** EXCERPTED PASSAGE follows **

Is it ever going to rain runs again in D.C.?
In their series with San Francisco, the Nationals plated just eight runs over four games. The revamped lineup has been underwhelming all season, with key cogs often misfiring at the same time.
Sunday’s 5-0 shutout of the Giants felt like an offensive explosion: in the first 62 games of the season, the Nats have been held to under three runs 26 times, and seven times in 11 games this month.
The team’s leadoff hitter is batting under .300, and while Trea Turner leads the team with 10 homers, he hasn’t gone deep since May 17. Juan Soto may be hitting .256 with 4 HR and 11 RBI this month, but he can’t carry the offense by himself.
The next two most productive players this year are Ryan Zimmerman and Josh Harrison, two veterans who aren’t designed to be full-time players on this roster. After that, there’s a huge drop of production — and it has reared its ugly head all season.
But despite another arid week at the plate, the Nats went 3-3 against two division leaders. They’re still only seven-and-a-half games out of first place in the NL East. But in a world where Stephen Strasburg is on the Injured List and Max Scherzer left his most recent start in the first inning, the runs need to start raining or they’ll be out of the running.

** End of EXCERPTED PASSAGE **

§ **TASKS AND EXERCISES**:
1. In the passage on the Nationals' hitting, rewrite the part starting with "But despite another" and going on through "of the running.", substituting "first-place teams" for "division leaders".
2. According to the passage on the Nationals' hitting, how many runs did the Nationals score in their four-game series with San Francisco?

** SUPPLIED INFORMATION follows **

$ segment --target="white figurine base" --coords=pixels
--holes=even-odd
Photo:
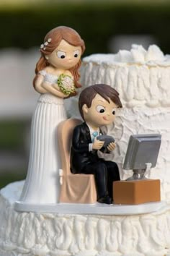
[[[164,256],[170,253],[170,205],[154,204],[158,211],[148,214],[137,213],[153,210],[148,204],[128,208],[98,204],[89,208],[78,205],[76,209],[74,205],[59,204],[55,205],[55,213],[20,213],[14,205],[22,186],[23,182],[14,182],[0,191],[1,256]],[[93,209],[93,213],[87,214],[86,209]],[[104,209],[105,214],[102,214]],[[111,209],[114,214],[110,213]],[[76,210],[76,214],[68,213]],[[84,214],[81,213],[83,210]],[[134,215],[129,215],[133,211]]]

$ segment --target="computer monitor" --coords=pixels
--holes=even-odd
[[[147,163],[155,167],[161,146],[158,134],[131,135],[123,164],[125,170],[146,170]]]

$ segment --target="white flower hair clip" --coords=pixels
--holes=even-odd
[[[43,50],[45,50],[46,49],[45,46],[47,46],[48,45],[48,43],[50,43],[50,42],[51,42],[51,38],[48,38],[46,42],[45,42],[44,43],[42,43],[40,45],[40,48],[43,49]]]

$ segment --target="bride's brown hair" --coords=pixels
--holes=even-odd
[[[36,64],[35,70],[36,74],[33,80],[34,87],[39,71],[43,69],[45,67],[49,66],[49,63],[48,62],[48,60],[45,59],[45,56],[50,54],[59,46],[62,40],[65,40],[67,43],[72,46],[81,46],[81,55],[84,52],[84,42],[76,30],[65,26],[57,27],[51,30],[45,35],[44,38],[44,44],[40,48],[41,56]],[[49,43],[48,44],[46,43],[47,45],[45,45],[45,42]],[[73,76],[75,87],[76,88],[81,87],[81,85],[79,82],[79,79],[80,77],[79,69],[81,66],[81,61],[80,59],[75,67],[69,69]]]

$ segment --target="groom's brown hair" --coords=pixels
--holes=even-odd
[[[97,84],[91,85],[84,89],[79,96],[79,108],[82,119],[84,118],[83,106],[86,104],[88,108],[91,106],[92,101],[97,94],[100,95],[109,103],[111,100],[118,108],[122,108],[122,105],[119,98],[119,93],[111,86],[105,84]]]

** End of SUPPLIED INFORMATION **

§ **ANSWERS FOR THE TASKS**:
1.
But despite another arid week at the plate, the Nats went 3-3 against two first-place teams. They’re still only seven-and-a-half games out of first place in the NL East. But in a world where Stephen Strasburg is on the Injured List and Max Scherzer left his most recent start in the first inning, the runs need to start raining or they’ll be out of the running.

2. Eight runs.